» **Task list**
- A) According to the forum thread about an aire in Scotland, what did the Australian couple do after asking if they could park overnight?
- B) From the forum thread about an aire in Scotland, extract the passage between "A step in the" and "spend the night.", inclusive.

* start Excerpt provided *

# An aire in Scotland



## Hezbez

A step in the right direction. 
Good to see someone in the UK who has the foresight to realise that motorhomers can contribute to the local economy;

_...'Mr Yallop also highlighted the potential increase in spending in the town by allowing camper vans to spend the night.

He explained: "An Australian couple asked if they could park overnight and they went out for a meal, did their laundry, shopped and had a few drinks. It would be a huge benefit to local businesses."..._

Let's hope the Hawick scheme is a success and it encourages more towns to follow their lead.

http://www.hawick-news.co.uk/news/l...amper_van_proposal_gets_green_light_1_2077159


----------



## 04HBG

At last a council is realising what the French have known for years, simply lay out a little and reap the reward.

Motorhomers do spend money and do respect and apreciate services provided by villages etc.

RD


----------



## erneboy

Good to see a town making proper provision for us, Alan.


----------



## daveil

maybe we should make an effort to use this site,if in the area. hopefully more councils will take note :?:


----------



## mmck28

I live in Hawick and came across this by accident- didn't know anything about it!

Very good news though, although I don't think I'll be using it! :wink: 

Hope its a successful scheme and brings in good trade to the town.

If this scheme gets good support then hopefully onwards and upwards for UK Aires

Mark


----------



## teemyob

*where?*

Where is it?

* end Excerpt provided *
* start Records shown *

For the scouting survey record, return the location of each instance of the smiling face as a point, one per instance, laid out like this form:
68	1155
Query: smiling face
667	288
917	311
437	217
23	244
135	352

* end Records shown *

» **Solutions below**
- A) They went out for a meal, did their laundry, shopped and had a few drinks.

- B)
A step in the right direction. 
Good to see someone in the UK who has the foresight to realise that motorhomers can contribute to the local economy;

_...'Mr Yallop also highlighted the potential increase in spending in the town by allowing camper vans to spend the night.